**EXERCISE SET**.
(1) In the discussion about pumping water, how many meters of head lift does a Mk1 pump apply?
(2) Using the discussion about pumping water, explain why the water extractor stops extracting.

**TEXT SECTION**.
- - - - -

I managed just the other day to have 1 of 10 pumps having a wrong orientation - and it took quite some time, til I realized, what my issue was.
With "as close as possible" I was mainly referring to the horizontal component.
So "in a close vicinity" probably would be more appropriate.
I just avoid spanning large horizontal stretches of pipes, where the vertical landscape component is hard to guesstimate.
Vertically I go nuts all the time.
Vertically my first powerplant floor usually starts at 20m above water, and any additional floor is 50 more meters in my standard setup.
And once in a while I place a pump facing in the wrong direction by accident. Usually I see that, the moment I click the left button - but sometimes I miss that.
I wish you success with your project.
Do I now need to add another water extractor? Oh and I had a "Cross T" connector in line in case I needed to add more piping but the water wouldn't flow until I took it out.
I assume with generator you refer to the water extractor.
Please correct me, if I am wrong.
Because as soon, as every pipe and every storage is full with water, the extractor will stop extracting, as there is no place where the water could go.
It is similar to how miners top mining, when all belts and all storages are full.
Please let me know, if I misinterpreted something in your post.
It pretty annoying that the extractor can push the water approx 300 feet and that's it?
A mk1 pump applies 20 metres of head lift. So with the 10m from the extractor plus the 20m from the pump, gives a total of 30m vertical lift. Is the generator more than 30m higher than the extractor?

- - - - -

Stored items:
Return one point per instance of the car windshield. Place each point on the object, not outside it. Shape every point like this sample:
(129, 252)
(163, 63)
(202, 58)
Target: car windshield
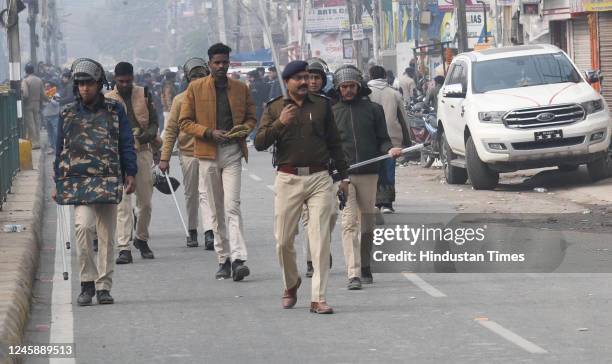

- - - - -

**TASK SOLUTIONS**.
(1) 20 meters.

(2) Once every pipe and every storage is full of water, the water has nowhere to go, so the extractor stops. It works like miners, which stop mining when all belts and storages are full.